**Instructions to follow:** Every record below is to be restated verbatim, though its images are not.

**Data for this exercise:**
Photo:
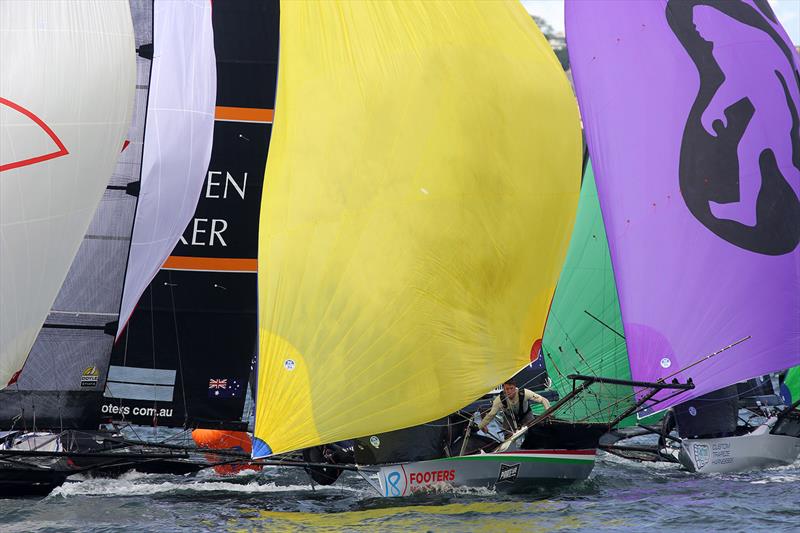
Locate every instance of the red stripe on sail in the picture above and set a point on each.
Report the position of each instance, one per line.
(62, 150)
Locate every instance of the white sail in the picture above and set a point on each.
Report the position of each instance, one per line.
(178, 137)
(67, 85)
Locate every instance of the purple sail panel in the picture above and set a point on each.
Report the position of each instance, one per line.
(691, 114)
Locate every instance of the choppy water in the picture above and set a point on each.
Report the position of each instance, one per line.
(620, 495)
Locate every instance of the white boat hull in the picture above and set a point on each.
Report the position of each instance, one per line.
(754, 451)
(512, 471)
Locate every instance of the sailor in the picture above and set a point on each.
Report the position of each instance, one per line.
(515, 405)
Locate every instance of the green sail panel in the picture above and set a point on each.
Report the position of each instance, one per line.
(790, 389)
(584, 333)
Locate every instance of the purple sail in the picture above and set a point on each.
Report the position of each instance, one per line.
(691, 114)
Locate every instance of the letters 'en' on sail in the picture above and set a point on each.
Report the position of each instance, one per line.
(691, 113)
(66, 97)
(419, 193)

**Answer to the problem:**
Photo:
Locate every instance of the red stripe on sail in the picture above and set a point on each.
Report the position of each instance, one per line.
(62, 150)
Locate every instance of the white sail in the picture above and set a point on each.
Report the position of each instance, one per line.
(178, 137)
(67, 85)
Locate every instance of the purple sail panel in the picture above and set a point on each.
Report the position of each instance, one per line.
(691, 114)
Locate every instance of the choppy water in the picture above and set a point on each.
Report the position of each instance, one per line.
(620, 495)
Locate every instance of the white boat hull in the picture above and set a point on each.
Report the position of each instance, one per line.
(754, 451)
(512, 471)
Locate every instance of the sailor in the picture above and set a point on each.
Report the position of each instance, one per line.
(515, 405)
Locate every instance of the green sail panel in the picture above and set a point on each.
Report the position of each instance, one per line.
(790, 389)
(584, 333)
Locate every instance of the purple sail in the picture above and set a point on each.
Report the position of each instance, one per line.
(691, 114)
Locate every instance of the letters 'en' on sail in the picture above and set a point on each.
Report the position of each instance, one per line.
(691, 113)
(66, 97)
(419, 193)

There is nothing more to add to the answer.